* Start RECORDS SHOWN *

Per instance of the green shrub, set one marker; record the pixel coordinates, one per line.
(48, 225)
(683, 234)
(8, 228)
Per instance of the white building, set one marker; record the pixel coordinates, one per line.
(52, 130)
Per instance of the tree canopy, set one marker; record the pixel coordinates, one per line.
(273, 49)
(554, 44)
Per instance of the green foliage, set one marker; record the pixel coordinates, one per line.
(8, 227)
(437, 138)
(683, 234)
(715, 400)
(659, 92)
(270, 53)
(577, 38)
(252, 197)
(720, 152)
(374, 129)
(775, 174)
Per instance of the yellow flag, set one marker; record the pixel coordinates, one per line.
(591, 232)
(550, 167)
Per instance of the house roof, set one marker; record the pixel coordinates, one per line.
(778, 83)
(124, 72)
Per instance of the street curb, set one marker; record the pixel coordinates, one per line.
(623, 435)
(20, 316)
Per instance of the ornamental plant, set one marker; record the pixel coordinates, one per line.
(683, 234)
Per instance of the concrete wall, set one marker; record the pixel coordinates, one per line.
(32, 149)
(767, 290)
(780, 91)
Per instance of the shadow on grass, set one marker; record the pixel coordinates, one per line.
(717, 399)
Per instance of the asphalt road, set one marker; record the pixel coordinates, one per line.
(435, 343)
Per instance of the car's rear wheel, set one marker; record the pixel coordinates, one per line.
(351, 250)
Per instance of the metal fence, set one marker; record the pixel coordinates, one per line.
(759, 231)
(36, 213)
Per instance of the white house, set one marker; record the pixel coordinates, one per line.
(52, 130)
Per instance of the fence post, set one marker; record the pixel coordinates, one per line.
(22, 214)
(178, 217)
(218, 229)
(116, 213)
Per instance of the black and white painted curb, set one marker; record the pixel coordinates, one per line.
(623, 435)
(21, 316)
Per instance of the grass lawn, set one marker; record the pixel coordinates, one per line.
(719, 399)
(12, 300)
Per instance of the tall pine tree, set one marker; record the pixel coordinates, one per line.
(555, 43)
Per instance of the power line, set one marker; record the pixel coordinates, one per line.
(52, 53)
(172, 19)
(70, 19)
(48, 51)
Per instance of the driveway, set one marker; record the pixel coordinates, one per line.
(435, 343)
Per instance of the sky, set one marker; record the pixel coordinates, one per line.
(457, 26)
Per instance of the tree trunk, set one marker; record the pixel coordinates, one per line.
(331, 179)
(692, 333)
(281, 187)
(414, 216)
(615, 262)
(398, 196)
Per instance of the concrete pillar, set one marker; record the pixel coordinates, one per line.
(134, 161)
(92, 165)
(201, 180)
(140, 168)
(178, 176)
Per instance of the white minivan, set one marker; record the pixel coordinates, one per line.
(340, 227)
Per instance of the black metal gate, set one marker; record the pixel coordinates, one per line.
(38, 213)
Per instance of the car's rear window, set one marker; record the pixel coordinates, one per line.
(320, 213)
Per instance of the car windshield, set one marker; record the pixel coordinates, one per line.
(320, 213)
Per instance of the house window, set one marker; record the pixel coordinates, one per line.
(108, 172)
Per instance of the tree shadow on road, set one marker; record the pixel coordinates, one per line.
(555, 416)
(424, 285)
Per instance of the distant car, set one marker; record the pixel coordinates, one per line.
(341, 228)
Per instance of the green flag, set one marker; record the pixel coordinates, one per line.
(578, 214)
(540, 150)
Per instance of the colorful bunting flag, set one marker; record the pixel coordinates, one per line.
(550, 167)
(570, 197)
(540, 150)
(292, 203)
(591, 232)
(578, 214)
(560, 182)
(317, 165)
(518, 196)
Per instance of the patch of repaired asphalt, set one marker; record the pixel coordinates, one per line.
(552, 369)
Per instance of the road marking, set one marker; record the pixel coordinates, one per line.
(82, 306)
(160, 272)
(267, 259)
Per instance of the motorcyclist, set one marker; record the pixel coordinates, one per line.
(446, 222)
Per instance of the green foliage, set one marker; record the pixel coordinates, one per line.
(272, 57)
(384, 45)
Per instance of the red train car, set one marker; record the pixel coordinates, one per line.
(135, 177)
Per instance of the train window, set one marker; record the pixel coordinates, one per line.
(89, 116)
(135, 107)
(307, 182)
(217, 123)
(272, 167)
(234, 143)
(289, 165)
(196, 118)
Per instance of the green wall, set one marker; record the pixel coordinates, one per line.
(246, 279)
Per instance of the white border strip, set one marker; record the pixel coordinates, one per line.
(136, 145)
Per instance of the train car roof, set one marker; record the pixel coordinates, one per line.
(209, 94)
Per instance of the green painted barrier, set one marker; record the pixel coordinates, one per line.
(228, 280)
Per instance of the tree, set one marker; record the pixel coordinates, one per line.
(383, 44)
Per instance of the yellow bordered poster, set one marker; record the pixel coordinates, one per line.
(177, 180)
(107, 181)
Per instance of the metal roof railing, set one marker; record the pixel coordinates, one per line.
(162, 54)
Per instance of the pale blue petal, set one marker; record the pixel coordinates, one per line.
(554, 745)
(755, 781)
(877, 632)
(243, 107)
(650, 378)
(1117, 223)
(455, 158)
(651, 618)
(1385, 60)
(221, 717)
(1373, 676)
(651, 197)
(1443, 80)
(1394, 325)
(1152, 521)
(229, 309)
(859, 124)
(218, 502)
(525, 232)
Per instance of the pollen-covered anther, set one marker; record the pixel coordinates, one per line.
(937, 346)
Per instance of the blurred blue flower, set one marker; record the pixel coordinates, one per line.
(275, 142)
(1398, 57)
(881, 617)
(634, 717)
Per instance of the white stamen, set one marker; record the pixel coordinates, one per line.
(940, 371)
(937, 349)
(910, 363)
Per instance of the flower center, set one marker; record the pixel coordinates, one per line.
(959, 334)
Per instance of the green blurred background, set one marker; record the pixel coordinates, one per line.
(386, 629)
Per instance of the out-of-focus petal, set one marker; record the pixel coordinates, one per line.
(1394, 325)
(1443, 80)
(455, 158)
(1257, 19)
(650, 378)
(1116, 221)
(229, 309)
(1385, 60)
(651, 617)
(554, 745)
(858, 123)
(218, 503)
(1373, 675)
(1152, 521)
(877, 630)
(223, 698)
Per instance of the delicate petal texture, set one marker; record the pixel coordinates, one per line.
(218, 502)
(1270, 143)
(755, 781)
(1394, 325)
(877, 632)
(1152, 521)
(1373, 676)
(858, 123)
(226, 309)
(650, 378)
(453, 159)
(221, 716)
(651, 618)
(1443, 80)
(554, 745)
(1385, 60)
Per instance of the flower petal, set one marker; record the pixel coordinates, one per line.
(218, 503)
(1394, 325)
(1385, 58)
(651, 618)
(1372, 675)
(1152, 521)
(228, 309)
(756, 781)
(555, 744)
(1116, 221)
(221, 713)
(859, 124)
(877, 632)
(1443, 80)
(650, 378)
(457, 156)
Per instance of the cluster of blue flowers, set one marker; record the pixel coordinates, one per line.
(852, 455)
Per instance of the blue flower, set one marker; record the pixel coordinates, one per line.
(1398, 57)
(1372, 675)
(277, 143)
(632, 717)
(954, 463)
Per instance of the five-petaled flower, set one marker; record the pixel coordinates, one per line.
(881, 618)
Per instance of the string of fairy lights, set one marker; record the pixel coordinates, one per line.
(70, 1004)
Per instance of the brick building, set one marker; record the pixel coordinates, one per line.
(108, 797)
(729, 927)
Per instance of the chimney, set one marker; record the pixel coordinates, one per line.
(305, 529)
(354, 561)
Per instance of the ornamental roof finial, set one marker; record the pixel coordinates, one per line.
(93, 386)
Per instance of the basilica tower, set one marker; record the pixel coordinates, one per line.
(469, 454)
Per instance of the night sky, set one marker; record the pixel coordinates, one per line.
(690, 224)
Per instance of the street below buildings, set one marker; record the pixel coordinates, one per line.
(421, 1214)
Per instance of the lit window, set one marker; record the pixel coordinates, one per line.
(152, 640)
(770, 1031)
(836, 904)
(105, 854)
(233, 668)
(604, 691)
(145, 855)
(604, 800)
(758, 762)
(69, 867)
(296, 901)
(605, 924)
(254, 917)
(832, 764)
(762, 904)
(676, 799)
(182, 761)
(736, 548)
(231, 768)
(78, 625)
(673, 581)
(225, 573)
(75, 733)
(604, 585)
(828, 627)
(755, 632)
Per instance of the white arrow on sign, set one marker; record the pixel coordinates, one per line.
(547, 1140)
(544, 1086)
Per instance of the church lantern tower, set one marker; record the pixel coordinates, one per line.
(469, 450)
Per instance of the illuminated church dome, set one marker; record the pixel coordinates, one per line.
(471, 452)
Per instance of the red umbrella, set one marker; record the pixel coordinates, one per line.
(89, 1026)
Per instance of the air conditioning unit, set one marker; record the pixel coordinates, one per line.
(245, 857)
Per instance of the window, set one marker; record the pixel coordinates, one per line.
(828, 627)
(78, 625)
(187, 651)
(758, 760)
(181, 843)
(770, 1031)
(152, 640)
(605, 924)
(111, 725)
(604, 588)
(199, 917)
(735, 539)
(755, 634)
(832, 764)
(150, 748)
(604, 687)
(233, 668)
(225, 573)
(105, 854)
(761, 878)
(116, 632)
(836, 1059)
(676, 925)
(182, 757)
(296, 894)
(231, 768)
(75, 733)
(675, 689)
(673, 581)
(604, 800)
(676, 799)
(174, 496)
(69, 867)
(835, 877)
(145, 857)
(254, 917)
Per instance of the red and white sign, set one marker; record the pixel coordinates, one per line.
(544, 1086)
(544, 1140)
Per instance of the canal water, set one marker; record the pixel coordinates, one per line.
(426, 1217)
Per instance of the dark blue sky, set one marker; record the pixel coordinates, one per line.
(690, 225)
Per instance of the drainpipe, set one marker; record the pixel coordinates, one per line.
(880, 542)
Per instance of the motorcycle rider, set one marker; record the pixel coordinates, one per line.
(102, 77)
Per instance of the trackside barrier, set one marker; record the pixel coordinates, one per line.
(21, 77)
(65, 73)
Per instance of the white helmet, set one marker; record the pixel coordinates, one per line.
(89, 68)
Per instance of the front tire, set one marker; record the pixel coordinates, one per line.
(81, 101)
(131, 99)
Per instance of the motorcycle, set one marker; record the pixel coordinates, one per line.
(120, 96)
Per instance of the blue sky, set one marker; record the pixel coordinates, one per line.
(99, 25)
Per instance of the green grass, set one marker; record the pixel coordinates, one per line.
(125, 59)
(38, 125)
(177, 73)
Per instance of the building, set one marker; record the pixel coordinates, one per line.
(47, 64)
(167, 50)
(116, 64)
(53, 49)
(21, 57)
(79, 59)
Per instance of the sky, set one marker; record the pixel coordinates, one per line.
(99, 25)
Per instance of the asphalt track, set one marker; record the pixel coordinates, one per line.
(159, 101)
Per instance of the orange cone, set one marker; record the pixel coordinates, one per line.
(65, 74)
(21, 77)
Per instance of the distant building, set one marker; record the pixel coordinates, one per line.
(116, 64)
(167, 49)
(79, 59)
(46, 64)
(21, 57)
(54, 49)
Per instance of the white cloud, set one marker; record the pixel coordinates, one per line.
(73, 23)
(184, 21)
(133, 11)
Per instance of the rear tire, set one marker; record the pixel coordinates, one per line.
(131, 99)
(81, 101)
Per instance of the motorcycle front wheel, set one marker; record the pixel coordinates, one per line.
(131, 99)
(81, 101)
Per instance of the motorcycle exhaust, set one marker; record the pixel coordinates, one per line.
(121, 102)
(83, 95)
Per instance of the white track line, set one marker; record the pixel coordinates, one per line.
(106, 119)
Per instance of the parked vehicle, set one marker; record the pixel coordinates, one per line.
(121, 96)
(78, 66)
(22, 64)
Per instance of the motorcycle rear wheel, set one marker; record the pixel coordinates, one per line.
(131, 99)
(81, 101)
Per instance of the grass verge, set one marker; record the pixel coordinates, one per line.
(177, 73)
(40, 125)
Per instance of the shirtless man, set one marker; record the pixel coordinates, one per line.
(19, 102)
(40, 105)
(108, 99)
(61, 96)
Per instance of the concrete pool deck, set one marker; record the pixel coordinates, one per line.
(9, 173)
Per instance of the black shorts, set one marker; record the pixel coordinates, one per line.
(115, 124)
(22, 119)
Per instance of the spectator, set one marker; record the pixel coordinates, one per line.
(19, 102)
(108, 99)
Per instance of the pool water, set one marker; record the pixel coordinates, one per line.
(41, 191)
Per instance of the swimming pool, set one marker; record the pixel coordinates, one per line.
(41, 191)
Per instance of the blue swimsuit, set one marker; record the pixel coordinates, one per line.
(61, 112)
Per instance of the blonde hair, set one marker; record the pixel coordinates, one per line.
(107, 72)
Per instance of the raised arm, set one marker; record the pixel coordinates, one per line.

* End RECORDS SHOWN *

WHAT YOU SHOULD DO: Repeat the entries from the line holding "Per instance of the black shorts, set" through the final line of the entries above, both ends included. Keep every request line unchanged and add 17 to each number in the coordinates.

FINAL RESULT:
Per instance of the black shorts, set one marker; record the pixel coordinates, one per line.
(132, 141)
(39, 136)
Per instance of the spectator, set one marker; record the pixel coordinates, one per line.
(36, 119)
(125, 116)
Per instance of the pool water, set one marker; record the pixel coordinates, one per line.
(58, 208)
Per instance of the swimming pool, set one marker; record the pixel coordinates, one per line.
(58, 208)
Per instance of the blue swimsuit, set one marker; record the pixel coordinates, one per line.
(78, 129)
Per instance of the blonde hair, set one marker; record the pixel coordinates, one per line.
(124, 89)
Per instance of the raised arm, set one marker; record the pixel coordinates, one per line.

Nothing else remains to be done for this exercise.